• Set task
Only the lines from the line holding "Objective — one marker per instance of the black flat" to the last line should be output, each exactly as given.

[Coordinate labeling data]
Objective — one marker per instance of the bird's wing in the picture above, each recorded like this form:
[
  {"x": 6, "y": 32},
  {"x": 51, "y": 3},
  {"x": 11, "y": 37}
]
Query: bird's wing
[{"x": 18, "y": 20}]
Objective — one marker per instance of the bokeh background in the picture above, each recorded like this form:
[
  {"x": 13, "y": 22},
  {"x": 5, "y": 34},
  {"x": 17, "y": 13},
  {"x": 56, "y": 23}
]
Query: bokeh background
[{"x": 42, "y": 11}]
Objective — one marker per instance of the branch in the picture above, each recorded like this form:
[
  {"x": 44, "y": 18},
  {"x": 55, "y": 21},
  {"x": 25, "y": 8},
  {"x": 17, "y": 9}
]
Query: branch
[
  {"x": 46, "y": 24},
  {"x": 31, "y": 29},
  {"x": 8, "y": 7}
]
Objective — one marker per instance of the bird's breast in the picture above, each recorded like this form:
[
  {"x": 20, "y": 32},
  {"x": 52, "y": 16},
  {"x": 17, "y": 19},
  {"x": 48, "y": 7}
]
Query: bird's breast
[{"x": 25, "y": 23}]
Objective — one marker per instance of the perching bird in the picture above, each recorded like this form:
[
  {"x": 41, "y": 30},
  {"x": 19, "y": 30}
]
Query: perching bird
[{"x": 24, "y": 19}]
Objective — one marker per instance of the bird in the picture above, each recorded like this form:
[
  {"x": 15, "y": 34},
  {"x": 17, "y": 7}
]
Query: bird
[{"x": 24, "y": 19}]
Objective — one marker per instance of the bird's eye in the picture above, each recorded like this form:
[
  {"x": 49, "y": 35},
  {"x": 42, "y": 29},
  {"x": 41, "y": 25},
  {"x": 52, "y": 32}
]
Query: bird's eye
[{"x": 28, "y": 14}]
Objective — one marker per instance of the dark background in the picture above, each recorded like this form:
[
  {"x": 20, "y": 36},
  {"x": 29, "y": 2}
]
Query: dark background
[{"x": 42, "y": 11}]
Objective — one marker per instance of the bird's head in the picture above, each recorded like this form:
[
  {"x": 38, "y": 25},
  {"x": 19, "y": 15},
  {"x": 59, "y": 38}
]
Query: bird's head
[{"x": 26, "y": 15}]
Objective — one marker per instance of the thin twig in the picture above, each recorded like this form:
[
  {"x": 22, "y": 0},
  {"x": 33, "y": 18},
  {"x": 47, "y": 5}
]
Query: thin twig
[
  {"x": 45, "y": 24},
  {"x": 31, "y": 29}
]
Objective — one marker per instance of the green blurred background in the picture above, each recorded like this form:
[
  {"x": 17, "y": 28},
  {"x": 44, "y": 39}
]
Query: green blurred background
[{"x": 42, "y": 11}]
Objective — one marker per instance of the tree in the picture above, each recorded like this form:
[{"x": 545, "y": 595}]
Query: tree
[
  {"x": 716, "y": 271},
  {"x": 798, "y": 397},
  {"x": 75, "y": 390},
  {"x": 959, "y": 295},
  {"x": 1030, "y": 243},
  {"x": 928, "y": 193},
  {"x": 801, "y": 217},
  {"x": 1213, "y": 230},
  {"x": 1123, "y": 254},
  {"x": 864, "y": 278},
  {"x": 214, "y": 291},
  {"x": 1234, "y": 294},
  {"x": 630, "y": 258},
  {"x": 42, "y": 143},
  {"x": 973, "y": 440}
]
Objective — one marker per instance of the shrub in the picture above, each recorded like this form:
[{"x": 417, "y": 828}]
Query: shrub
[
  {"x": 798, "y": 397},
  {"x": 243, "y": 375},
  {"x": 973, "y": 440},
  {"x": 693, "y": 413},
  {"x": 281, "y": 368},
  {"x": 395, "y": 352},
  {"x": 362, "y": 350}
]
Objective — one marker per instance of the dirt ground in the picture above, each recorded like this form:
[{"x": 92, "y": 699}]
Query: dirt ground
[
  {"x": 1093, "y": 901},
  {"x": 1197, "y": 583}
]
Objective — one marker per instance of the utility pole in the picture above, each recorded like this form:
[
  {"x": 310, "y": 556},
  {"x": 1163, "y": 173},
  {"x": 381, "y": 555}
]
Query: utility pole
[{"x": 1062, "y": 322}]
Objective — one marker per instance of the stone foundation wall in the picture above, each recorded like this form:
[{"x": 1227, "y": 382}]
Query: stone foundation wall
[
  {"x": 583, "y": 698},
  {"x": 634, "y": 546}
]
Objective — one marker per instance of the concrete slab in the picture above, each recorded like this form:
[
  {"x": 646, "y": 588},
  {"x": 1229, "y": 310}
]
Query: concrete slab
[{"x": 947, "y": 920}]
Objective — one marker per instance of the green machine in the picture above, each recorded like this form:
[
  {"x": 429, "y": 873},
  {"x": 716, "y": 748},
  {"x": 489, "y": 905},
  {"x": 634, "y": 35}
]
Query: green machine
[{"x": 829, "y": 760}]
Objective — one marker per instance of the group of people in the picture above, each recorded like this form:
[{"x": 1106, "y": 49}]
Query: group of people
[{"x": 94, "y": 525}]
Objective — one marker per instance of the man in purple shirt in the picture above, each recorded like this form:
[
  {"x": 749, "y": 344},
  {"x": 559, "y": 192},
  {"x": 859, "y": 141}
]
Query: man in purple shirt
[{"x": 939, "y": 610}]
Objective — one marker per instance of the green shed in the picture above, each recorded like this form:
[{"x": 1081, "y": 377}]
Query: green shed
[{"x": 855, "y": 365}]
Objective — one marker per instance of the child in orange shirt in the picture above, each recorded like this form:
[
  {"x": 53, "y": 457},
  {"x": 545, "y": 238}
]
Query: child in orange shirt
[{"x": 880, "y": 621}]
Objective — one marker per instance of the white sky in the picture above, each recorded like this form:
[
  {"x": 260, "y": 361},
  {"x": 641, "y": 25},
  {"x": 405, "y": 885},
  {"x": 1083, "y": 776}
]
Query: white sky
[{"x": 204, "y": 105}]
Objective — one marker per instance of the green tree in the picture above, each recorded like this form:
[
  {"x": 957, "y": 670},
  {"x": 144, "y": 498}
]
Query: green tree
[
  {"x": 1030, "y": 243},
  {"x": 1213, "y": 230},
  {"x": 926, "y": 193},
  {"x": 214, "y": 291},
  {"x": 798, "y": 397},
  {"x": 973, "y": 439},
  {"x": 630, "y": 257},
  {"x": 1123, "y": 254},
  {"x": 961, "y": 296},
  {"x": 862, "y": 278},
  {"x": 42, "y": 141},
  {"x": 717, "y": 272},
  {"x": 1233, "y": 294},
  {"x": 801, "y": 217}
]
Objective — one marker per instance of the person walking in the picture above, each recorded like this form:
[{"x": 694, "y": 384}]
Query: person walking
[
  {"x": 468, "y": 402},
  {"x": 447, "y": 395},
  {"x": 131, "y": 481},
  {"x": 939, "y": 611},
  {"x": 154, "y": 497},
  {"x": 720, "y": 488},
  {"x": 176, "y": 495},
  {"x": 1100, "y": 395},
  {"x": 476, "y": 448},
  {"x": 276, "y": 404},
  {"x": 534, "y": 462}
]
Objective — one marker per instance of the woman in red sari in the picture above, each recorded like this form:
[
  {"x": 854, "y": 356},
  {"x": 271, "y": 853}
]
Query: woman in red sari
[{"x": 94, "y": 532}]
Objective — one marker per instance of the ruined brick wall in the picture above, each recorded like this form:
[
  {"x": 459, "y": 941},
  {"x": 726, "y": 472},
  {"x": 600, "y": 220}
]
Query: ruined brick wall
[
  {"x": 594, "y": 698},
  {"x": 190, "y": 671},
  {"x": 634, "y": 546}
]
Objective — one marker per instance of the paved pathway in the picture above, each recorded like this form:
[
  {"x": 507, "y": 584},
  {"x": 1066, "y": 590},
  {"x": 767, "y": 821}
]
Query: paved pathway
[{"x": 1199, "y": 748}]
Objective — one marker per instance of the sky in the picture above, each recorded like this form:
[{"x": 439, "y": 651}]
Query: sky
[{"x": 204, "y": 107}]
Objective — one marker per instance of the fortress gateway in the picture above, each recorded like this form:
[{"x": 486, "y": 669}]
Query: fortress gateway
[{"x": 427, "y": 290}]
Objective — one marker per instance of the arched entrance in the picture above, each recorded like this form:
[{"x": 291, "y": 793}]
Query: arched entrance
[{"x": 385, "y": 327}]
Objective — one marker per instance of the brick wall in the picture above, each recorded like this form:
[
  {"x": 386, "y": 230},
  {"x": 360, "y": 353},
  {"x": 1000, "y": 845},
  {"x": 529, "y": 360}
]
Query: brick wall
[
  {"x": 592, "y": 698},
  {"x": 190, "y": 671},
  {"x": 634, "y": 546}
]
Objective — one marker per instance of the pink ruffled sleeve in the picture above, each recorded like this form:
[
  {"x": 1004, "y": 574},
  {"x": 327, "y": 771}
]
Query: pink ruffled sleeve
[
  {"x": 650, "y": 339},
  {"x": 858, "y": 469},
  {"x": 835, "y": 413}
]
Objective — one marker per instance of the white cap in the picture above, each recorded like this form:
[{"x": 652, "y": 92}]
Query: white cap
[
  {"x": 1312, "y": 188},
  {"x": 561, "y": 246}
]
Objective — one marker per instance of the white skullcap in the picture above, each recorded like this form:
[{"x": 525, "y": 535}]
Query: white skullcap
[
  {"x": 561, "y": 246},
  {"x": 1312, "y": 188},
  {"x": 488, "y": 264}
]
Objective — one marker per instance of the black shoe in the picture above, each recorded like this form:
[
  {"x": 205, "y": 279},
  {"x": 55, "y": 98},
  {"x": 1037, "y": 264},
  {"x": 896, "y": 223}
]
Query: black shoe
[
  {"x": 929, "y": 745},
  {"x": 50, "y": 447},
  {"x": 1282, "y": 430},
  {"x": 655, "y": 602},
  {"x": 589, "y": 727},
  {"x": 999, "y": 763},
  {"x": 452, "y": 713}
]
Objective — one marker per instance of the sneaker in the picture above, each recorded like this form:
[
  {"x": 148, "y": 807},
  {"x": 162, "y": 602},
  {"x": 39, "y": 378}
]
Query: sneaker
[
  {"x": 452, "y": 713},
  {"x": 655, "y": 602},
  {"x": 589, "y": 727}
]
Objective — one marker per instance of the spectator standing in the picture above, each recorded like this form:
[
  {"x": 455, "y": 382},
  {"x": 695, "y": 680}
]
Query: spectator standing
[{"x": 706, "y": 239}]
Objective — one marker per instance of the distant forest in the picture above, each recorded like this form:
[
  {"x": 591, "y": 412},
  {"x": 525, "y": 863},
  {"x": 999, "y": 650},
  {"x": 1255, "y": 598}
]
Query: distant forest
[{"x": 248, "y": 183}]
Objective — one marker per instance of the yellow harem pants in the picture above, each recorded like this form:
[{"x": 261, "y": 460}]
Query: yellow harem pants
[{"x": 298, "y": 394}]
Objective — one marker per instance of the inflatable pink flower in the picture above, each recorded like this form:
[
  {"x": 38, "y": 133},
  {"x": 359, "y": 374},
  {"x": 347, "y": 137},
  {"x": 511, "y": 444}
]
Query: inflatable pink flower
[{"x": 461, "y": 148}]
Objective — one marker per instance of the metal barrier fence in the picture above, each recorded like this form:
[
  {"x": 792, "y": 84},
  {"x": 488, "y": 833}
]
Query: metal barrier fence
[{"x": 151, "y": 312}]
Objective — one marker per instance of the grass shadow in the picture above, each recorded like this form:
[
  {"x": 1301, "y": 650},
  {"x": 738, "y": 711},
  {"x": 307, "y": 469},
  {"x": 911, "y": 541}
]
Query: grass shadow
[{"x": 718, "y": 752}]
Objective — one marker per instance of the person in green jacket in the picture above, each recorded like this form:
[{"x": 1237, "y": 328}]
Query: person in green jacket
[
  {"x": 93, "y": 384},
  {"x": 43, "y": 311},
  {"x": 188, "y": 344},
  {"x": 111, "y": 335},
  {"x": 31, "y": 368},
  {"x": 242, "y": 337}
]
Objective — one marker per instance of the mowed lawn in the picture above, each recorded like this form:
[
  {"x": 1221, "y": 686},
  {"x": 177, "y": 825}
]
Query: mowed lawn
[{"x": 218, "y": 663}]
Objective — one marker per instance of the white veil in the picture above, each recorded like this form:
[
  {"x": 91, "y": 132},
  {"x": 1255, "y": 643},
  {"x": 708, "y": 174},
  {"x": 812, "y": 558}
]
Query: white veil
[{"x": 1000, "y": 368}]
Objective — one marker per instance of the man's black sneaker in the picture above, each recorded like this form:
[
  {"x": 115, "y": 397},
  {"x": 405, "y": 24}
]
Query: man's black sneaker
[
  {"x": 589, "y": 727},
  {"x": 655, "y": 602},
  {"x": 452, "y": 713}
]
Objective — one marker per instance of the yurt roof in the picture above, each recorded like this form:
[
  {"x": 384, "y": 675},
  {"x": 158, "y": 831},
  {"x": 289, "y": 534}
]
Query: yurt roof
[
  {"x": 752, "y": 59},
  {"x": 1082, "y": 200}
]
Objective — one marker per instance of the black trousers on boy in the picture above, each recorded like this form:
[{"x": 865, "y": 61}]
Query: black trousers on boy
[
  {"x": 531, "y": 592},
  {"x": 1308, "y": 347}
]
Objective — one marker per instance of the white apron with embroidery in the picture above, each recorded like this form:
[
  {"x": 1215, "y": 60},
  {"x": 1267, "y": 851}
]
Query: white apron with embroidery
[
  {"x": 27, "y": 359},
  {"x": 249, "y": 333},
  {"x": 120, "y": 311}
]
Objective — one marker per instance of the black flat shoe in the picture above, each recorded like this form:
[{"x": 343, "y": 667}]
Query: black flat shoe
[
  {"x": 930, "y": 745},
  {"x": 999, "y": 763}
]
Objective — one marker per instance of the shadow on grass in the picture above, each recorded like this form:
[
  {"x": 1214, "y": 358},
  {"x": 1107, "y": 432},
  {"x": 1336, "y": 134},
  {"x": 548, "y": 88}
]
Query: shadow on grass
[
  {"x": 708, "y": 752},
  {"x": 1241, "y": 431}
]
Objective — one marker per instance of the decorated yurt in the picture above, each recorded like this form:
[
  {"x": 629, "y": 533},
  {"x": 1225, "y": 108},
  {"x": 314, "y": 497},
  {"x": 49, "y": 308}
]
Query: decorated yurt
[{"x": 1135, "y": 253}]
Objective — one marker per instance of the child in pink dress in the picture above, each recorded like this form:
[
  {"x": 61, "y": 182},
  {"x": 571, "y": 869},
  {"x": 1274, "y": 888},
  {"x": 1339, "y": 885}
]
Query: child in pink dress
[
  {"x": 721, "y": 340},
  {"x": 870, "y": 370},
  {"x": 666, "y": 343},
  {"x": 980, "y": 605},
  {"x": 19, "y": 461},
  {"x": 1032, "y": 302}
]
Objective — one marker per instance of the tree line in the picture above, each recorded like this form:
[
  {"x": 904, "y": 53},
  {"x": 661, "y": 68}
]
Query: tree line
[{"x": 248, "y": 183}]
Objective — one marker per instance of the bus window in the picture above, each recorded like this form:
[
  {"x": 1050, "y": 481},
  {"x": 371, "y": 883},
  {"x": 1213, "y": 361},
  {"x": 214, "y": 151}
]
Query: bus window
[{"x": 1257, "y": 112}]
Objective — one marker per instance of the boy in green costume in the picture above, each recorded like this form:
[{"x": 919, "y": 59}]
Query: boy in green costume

• Solution to the exercise
Objective — one marker per instance of the black flat shoe in the picture above, each recorded like this form:
[{"x": 343, "y": 667}]
Query: black flat shoe
[
  {"x": 930, "y": 745},
  {"x": 999, "y": 763}
]
Objective — one marker per instance of the shadow on grass in the picture above, each recorded like this form:
[
  {"x": 1214, "y": 358},
  {"x": 1107, "y": 432},
  {"x": 1336, "y": 134},
  {"x": 548, "y": 88}
]
Query: shadow on grass
[
  {"x": 708, "y": 752},
  {"x": 1241, "y": 431}
]
Objective — one marker per instance of the decorated yurt in the picture above, each recorded like this form:
[
  {"x": 629, "y": 533},
  {"x": 1225, "y": 108},
  {"x": 314, "y": 497},
  {"x": 49, "y": 308}
]
Query: decorated yurt
[{"x": 1135, "y": 253}]
Objective — one marker per instance of the child in pink dress in the picture above, each recorded like this form:
[
  {"x": 61, "y": 182},
  {"x": 571, "y": 869},
  {"x": 1274, "y": 888},
  {"x": 1339, "y": 885}
]
Query: child in pink dress
[
  {"x": 721, "y": 340},
  {"x": 870, "y": 370},
  {"x": 666, "y": 343},
  {"x": 980, "y": 605},
  {"x": 19, "y": 461},
  {"x": 1032, "y": 302}
]
Objective — one marker per instance of the tree line in the picture above, each recorded like this form:
[
  {"x": 904, "y": 53},
  {"x": 661, "y": 68}
]
Query: tree line
[{"x": 248, "y": 183}]
Objective — one marker per instance of the bus window in the picture above, each recorded like this form:
[
  {"x": 1050, "y": 481},
  {"x": 371, "y": 883},
  {"x": 1213, "y": 361},
  {"x": 214, "y": 151}
]
Query: bus window
[{"x": 1257, "y": 112}]
Objective — one marker per instance of the boy in green costume in the picture above, each recorded like this form:
[{"x": 919, "y": 59}]
Query: boy in green costume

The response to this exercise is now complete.